## begin Provided passage
Free
Added 2025-07-07 05:59:35 +0000 UTCMaybe some of you were wondering why The Ridleys page was quiet for a whole week. That's because the social media manager (me) went to Taiwan for 5 days with Sofia. Let me tell you more about it.
The trip to Taiwan was a much-needed time of rest for me. For the months before that, I was stuck in an endless loop of gigs, band meetings, and writing sessions. More and more, music has felt like work, a mindset so opposite to the one I had when I first started - when music was just a passion project rather than full-time work. Some people say that if you land your dream job, you'll never work a day in your life. Those people have never been more wrong. Work is still work. And working for 7 months straight while dealing with personal crises is exhausting, to say the least.
In that state of exhaustion, I developed this notion that doing music full-time removed that feeling of freedom from me. I used to write in the jeep on the way home from school/work, thinking about the joy of sitting in front of a computer and recording different instruments and melodies. There was genuine excitement in creation back then. I started to think that now, I can't just write to express; I have to write to keep myself and the whole team employed.
My time in Taiwan showed me how wrong that mindset was. Doing music full-time did not make me a slave; I developed that mindset myself. When I started making music, I looked inward and upward. I listened to my heart, put my feelings to song, then recorded them for safekeeping. From my perspective, I wrote for two people: myself, and God. Now, however, I have the temptation to write for people.
While writing for people isn't bad, I need to realize that my real supporters are those who do not demand anything from me except to be my authentic self. It would be a disservice to my real supporters if I paid attention to the general public. It's exhausting. Pardon my french: it's so fucking exhausting. Since I write for a living - my own and everyone else in the team - I thought that catering to the public was a necessary evil. I mistakenly thought that the general public paid my bills. I had to realize and realize again that the One sustaining me is the One who called me here in the first place. I mistakenly thought that I had to post on social media every day so people would keep thinking of The Ridleys and keep streaming our songs. While that strategy helped temporarily, I realize again that it's messing up with my psyche as the band's main songwriter. I can't do everything. I was called to be a songwriter; I need to take care of my mind and soul.
Pressure of providing for the band, pressure to make the general public happy, pressure to maintain our social media presence: being disconnected from all that pressure reminded me that I am free. I don't belong to anyone except God. As long as I'm true to myself, true to God, and true to my team, then I don't have to think about what other people think. Maybe this is my version of a rockstar life.
## end Provided passage
*Required task a*
Which lines of the listing contain the string "vehicle"? Copy each of them, treating uppercase and lowercase letters as different.
The Taiwan trip post and the listing are unrelated materials.
## begin Provided information
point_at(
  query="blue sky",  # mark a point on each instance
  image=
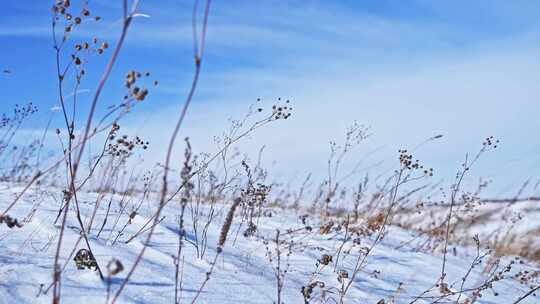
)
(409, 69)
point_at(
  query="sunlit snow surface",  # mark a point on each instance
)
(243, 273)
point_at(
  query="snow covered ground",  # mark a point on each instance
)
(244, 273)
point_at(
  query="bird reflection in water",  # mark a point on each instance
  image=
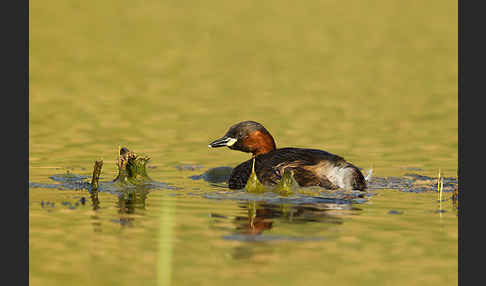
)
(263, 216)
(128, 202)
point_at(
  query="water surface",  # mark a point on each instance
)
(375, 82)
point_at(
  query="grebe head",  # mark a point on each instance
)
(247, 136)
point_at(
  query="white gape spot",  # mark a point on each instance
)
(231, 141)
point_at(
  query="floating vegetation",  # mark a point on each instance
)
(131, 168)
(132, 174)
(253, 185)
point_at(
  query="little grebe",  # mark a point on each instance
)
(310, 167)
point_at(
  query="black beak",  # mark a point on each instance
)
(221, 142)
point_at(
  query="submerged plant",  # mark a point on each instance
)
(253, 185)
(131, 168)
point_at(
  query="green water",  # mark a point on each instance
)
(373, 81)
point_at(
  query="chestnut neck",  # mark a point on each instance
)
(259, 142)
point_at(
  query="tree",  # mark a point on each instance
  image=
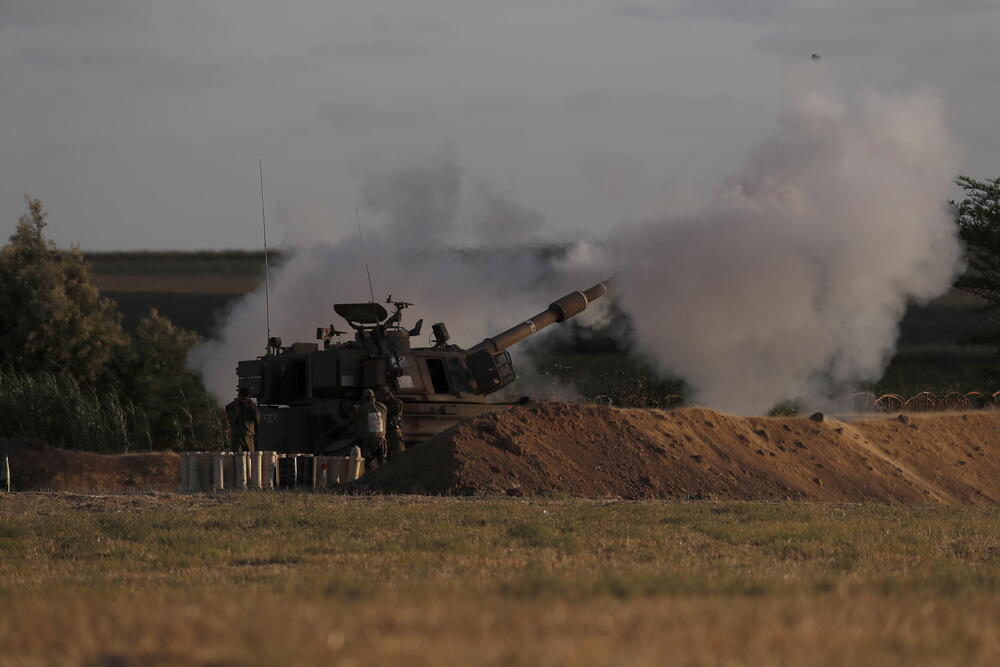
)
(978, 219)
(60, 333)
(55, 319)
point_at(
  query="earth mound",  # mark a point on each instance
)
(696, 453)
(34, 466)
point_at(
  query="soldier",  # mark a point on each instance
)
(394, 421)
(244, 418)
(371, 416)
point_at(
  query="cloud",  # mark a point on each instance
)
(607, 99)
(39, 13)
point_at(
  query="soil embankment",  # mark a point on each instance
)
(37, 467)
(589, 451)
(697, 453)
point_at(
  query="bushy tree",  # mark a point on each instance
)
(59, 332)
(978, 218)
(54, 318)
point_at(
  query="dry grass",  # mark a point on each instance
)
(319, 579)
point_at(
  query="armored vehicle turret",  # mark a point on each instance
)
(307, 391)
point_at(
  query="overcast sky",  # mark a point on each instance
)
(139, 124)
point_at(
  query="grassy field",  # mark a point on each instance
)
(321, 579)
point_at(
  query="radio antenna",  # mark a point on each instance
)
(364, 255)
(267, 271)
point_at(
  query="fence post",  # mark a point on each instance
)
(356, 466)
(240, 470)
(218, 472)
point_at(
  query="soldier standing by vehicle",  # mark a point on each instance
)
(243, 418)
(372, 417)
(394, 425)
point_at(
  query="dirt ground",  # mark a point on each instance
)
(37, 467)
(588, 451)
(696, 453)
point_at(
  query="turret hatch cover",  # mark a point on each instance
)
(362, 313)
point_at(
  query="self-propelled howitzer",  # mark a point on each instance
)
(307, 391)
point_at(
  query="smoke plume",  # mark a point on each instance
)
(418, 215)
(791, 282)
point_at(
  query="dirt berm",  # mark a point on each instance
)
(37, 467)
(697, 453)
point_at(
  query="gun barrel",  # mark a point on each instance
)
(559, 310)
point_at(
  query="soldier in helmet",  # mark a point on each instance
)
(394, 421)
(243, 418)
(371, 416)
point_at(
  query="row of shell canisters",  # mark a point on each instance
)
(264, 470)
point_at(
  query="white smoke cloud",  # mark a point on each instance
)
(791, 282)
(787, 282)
## end Provided information
*Required task b*
According to the Taiwan trip post, how many days did the writer spend in Taiwan?

*Problem solution a*
  query="armored vehicle turret",  # mark a point on each instance
  query="soldier standing by vehicle",  # mark a point on each instance

*Problem solution b*
Five days.